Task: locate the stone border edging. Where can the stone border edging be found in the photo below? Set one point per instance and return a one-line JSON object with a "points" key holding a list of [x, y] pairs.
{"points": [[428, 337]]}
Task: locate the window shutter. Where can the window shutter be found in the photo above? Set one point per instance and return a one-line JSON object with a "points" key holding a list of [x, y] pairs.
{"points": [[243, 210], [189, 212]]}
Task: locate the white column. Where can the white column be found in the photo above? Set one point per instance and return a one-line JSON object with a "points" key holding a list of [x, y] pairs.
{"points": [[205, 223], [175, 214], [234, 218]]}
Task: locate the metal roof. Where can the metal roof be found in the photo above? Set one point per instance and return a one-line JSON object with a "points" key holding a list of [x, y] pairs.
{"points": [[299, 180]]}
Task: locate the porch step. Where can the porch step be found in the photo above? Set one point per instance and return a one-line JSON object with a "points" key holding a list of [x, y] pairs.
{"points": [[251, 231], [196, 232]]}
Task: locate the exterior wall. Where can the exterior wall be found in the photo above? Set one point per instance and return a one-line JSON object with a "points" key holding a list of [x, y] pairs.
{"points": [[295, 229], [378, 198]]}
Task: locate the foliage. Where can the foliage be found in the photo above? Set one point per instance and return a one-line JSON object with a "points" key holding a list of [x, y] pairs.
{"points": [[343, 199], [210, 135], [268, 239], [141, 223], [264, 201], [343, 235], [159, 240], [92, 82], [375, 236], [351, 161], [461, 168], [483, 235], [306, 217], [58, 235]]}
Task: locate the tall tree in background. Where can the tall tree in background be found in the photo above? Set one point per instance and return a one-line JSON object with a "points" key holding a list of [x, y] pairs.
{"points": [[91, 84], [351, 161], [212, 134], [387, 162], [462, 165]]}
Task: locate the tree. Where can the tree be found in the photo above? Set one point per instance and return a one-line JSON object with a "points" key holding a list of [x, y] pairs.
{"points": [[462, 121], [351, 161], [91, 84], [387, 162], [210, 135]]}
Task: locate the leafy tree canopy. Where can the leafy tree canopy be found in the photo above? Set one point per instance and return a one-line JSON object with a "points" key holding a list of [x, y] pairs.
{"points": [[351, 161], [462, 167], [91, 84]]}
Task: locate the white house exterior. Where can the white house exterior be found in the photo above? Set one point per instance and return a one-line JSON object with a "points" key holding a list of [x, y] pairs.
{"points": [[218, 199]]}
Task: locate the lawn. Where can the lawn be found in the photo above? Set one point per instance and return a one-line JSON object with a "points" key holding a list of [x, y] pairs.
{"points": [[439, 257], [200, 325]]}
====
All records above must be set down exactly, please.

Exercise result
Task: locate the stone border edging. Where can the stone border edging be found in the photo below? Set one point per instance and return a one-line JSON object with a "points" key holding a list of [x, y] pairs.
{"points": [[428, 337]]}
Task: locate the window shutter. Where can the window shutter be found in the photo above? Set one point per instance and return a one-line JSON object with a "points" key holding a list of [x, y] pairs.
{"points": [[243, 210], [189, 212]]}
Task: locate the white column. Where can the white column be found in the photo above? Set one point per instance and return a one-line JSON object with a "points" key holding a list of [x, y] pairs.
{"points": [[205, 223], [175, 214], [234, 218]]}
Task: locate the metal roof. Where can the metal roof be found in the photo above? Set one point per instance and return a one-line JSON object with a "points" key holding a list of [x, y] pairs.
{"points": [[299, 180]]}
Task: locate the porch step. Where can the porch step be found in the photo above? Set one point per instance and return a one-line JSON object with a "points" key holding a list of [x, y] pairs.
{"points": [[251, 231], [196, 232]]}
Task: locate the exterior wall. Where can the exterior wall be found in the photo above? Set one point per instance and return a one-line JSON object with a "points" key holding a list of [x, y] pairs.
{"points": [[295, 229], [378, 198]]}
Task: locate the foliage. Where can the foliage be found in the photo above? Set one point per instance and return a one-line JSON object with a "points" key holding a list of [x, y] pairs.
{"points": [[343, 199], [210, 135], [268, 239], [141, 223], [264, 201], [343, 235], [159, 240], [92, 82], [375, 236], [351, 161], [461, 168], [483, 235], [306, 217], [58, 235]]}
Task: locate the tall tree in background. Where can the tall tree in background be found in the photo above? Set one point per instance and return a one-line JSON object with a "points" key holding a list of [x, y] pairs.
{"points": [[91, 84], [351, 161], [212, 134], [387, 162], [462, 165]]}
Task: locate the tree. Where can the tree be found in the photo above? Set one point per instance and return a one-line JSON object with a "points" key holding a list of [x, y] pairs.
{"points": [[462, 121], [351, 161], [91, 84], [387, 162], [210, 135]]}
Task: locate the leafy tree canopy. Where can the leafy tree canopy be found in the photo above? Set one point per instance and return a one-line JSON object with a "points" key holding a list of [x, y] pairs.
{"points": [[351, 161], [462, 167], [91, 84]]}
Task: locate the white house exterior. Where can the white house exterior be found in the photo above? Set one point per instance and return a one-line JSON object with a "points" key holding a list of [x, y] pairs.
{"points": [[218, 199]]}
Task: locate the lawn. Where can the lawn be found in the photo above? Set one point per instance and return a one-line JSON object with a "points" key holding a list of [x, y] pairs.
{"points": [[439, 257], [200, 325]]}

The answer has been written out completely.